Monday, September 4, 2017

Acceptance, Sleep Disorders and Dogs

Last year, after things went so badly wrong with treatments for my sleep disorder, I decided not to seek further treatment. In part, this was because there weren’t a vast number of further options left to try, but it was also about the effect the previous treatments had had on me. Some had made no difference, but the emotional roller coaster of hoping they would then being disappointed when they didn’t was detrimental to my wellbeing. More often than not though, treatments had instead increased my sleep problems, and left me in a worse state than when I started. I decided that accepting the sleep disorder as a part of my life was preferable.

This was not a decision I made lightly. I had to spend a lot of time soul searching to figure out whether I was simply avoiding other treatments out of fear, or whether not seeking further treatment and accepting the disordered sleep was a valid option. In the end, I came to the conclusion that acceptance was the right path for me. 


This has been hard for some people to understand. I’ve had many people suggest a range of alternative therapies, or insist that I should go back to the sleep specialist or seek a second opinion. I’ll admit, my responses to these suggestions have not always been polite, and I do at times get defensive in these conversations. Accepting my sleep disorder doesn’t mean that I want to have it, or that I have given up. It just means that I no longer put any energy into resenting or trying to change the fact that I do have it. When it comes down to it, I don’t really believe the sleep disorder is going anywhere, no matter what I try. I can continue to put all my energy into fighting it, or I can choose to live the best life I can with it.


Accepting something negative as a part of your life is not always easy, and there are times, particularly if I’m having a run of bad nights, where it can be nearly impossible. But ultimately, I believe this is the best thing for me.

There is of course still the problem of the more dangerous aspects of my sleep wandering. My sleep specialist advised that I would need to make my environment as safe as possible. My floors need to be kept clear, to reduce the risk of tripping, and I keep all internal doors open so that I don’t run into them when I’m trying to escape scary dreams. Unfortunately, there’s only so much I can do, and I do still at times injure myself or wake up to find myself in potentially dangerous situations.

DATA TO EXAMINE
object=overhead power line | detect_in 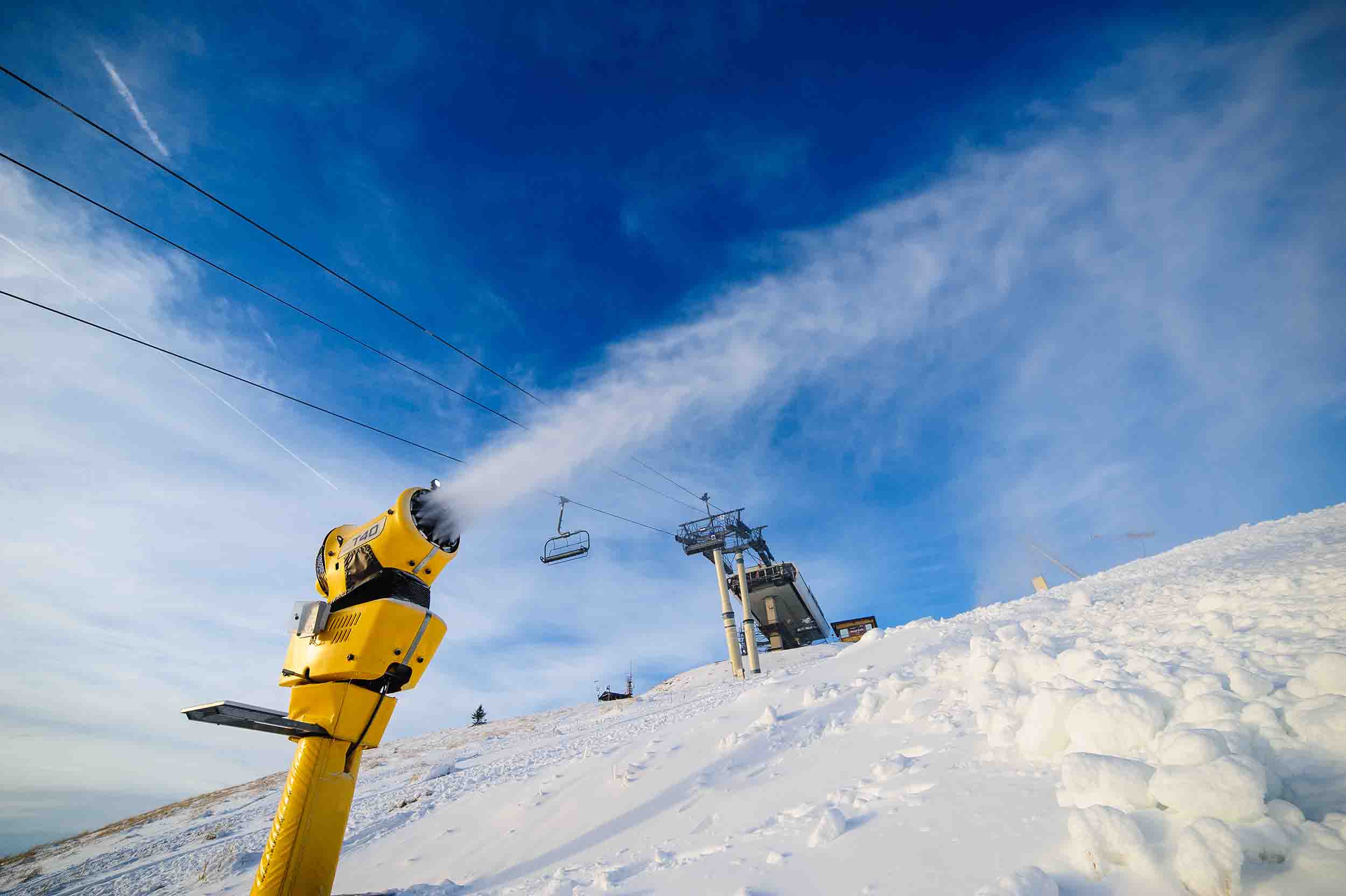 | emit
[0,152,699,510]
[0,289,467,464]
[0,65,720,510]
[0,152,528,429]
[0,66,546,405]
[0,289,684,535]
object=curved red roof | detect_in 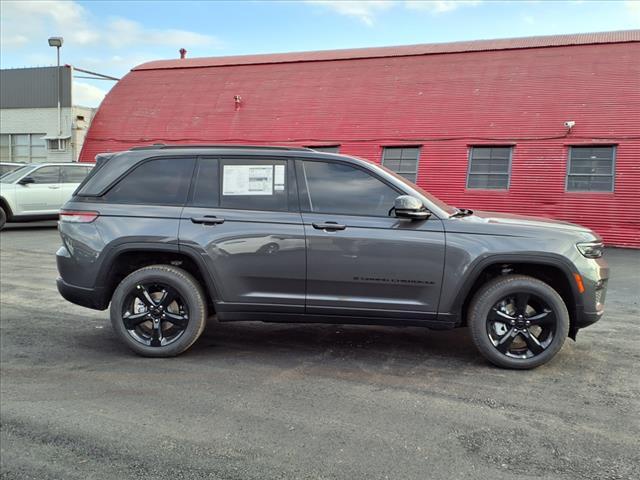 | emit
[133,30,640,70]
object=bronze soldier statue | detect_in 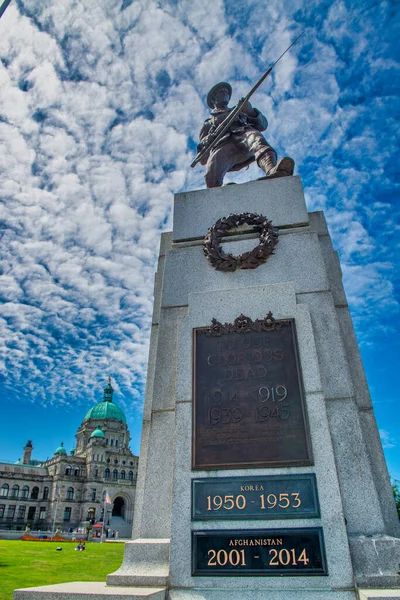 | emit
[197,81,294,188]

--

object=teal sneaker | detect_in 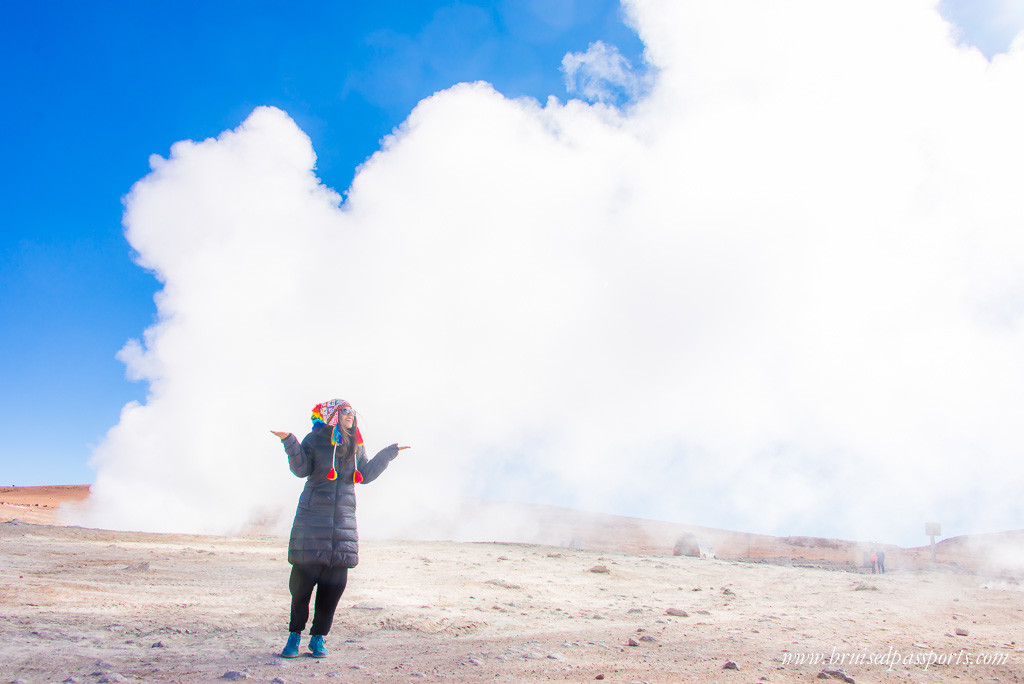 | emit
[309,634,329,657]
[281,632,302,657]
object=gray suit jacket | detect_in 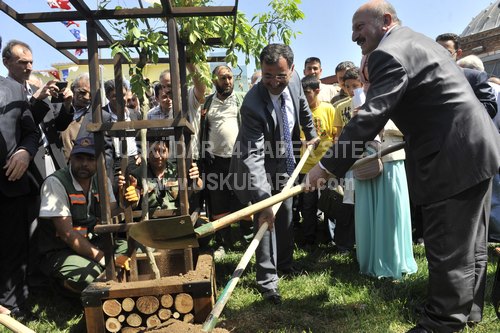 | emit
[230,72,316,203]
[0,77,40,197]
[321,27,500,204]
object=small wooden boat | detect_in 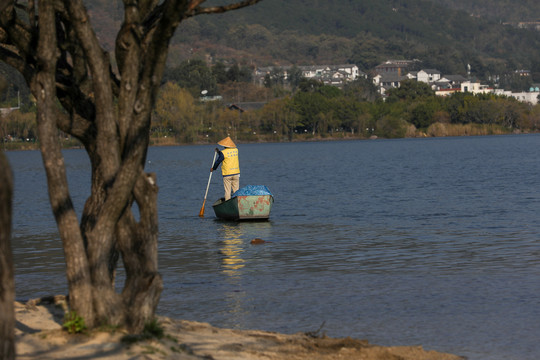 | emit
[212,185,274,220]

TO DO
**1)** From the sleep disorder post, reproduce word for word the part that opens with the words containing "Monday, September 4, 2017" and closes with "life was preferable.".
**2)** Translate this sentence from the sleep disorder post into Spanish: "I decided that accepting the sleep disorder as a part of my life was preferable."
None of the material is needed here.

RESULTS FOR EACH TASK
**1)**
Monday, September 4, 2017

Acceptance, Sleep Disorders and Dogs

Last year, after things went so badly wrong with treatments for my sleep disorder, I decided not to seek further treatment. In part, this was because there weren’t a vast number of further options left to try, but it was also about the effect the previous treatments had had on me. Some had made no difference, but the emotional roller coaster of hoping they would then being disappointed when they didn’t was detrimental to my wellbeing. More often than not though, treatments had instead increased my sleep problems, and left me in a worse state than when I started. I decided that accepting the sleep disorder as a part of my life was preferable.

**2)** Decidí que era preferible aceptar el trastorno del sueño como parte de mi vida.